**Directive**. Lay out the lines of the records below as a numbered list, covering only the stretch from the line containing "of the black" through the end of the records and leaving out blank lines.

Data items

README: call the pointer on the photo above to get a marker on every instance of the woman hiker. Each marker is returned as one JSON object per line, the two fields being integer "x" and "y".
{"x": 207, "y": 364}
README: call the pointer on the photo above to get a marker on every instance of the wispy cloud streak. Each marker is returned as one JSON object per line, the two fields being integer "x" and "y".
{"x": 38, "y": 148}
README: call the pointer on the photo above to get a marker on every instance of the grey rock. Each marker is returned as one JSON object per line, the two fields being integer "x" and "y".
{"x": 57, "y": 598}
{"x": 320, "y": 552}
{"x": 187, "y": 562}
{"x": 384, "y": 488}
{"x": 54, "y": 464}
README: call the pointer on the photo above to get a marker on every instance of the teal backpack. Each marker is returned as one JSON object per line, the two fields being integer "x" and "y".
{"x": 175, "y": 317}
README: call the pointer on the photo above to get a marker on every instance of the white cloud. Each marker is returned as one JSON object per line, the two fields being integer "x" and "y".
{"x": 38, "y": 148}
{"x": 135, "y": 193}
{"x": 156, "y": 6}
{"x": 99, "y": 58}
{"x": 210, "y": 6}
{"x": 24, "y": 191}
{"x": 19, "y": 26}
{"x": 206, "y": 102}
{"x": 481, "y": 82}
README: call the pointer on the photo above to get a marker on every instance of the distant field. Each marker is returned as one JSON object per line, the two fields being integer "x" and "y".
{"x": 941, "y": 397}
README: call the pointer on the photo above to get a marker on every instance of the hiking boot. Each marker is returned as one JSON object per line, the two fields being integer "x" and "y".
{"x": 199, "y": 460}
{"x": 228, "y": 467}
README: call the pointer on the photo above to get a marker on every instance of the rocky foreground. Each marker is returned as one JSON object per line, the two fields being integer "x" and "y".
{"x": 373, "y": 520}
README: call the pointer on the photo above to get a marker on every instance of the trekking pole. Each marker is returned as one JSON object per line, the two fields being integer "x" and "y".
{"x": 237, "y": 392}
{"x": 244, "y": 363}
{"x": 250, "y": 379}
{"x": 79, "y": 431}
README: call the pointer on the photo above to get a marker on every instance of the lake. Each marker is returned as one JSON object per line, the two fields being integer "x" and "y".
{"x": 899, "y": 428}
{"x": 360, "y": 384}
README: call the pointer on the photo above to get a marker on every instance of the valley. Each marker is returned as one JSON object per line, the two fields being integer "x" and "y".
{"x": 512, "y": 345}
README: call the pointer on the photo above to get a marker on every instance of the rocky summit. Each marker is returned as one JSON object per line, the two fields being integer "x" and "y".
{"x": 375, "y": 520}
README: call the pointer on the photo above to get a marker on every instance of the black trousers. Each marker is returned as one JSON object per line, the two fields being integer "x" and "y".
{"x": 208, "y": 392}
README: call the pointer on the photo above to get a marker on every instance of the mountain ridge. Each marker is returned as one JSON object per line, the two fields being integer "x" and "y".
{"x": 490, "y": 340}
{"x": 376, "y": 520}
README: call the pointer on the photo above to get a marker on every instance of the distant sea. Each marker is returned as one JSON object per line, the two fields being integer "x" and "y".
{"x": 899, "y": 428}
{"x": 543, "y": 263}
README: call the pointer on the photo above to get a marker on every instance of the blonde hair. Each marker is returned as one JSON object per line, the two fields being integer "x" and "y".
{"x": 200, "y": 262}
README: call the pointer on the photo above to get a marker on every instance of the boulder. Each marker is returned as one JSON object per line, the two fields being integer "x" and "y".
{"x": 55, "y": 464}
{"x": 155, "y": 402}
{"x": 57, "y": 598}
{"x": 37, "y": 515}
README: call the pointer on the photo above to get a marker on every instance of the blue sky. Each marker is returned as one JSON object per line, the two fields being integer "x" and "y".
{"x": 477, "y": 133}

**Task result**.
1. README: call the pointer on the photo above to get a marker on every instance of the black trousers. Each marker is returned as one JSON object per line, the two fields being integer "x" and "y".
2. {"x": 208, "y": 392}
3. README: call the pointer on the photo above to get a marker on every instance of the mountain ridge. Each marker is returned as one JSON object per line, the two fields being integer "x" and "y".
4. {"x": 490, "y": 340}
5. {"x": 376, "y": 520}
6. README: call the pointer on the photo above to get a marker on every instance of the distant sea. Each marker is returned as one JSON object per line, the two fields being integer "x" and "y".
7. {"x": 899, "y": 428}
8. {"x": 543, "y": 263}
9. README: call the pointer on the photo above to get a marker on every instance of the blonde hair. Each marker is returned as one JSON object per line, the two fields being integer "x" and "y".
10. {"x": 200, "y": 262}
11. README: call the pointer on the photo above to get a marker on every instance of the boulder. Each marker is returned as one JSON object per line, the two fields being integer "x" and "y".
12. {"x": 55, "y": 464}
13. {"x": 155, "y": 402}
14. {"x": 57, "y": 598}
15. {"x": 37, "y": 515}
16. README: call the pointer on the photo above to get a marker on every instance of the blue sky. Each marker is returned as one JSON object per line, the two fields being integer "x" and "y".
17. {"x": 477, "y": 133}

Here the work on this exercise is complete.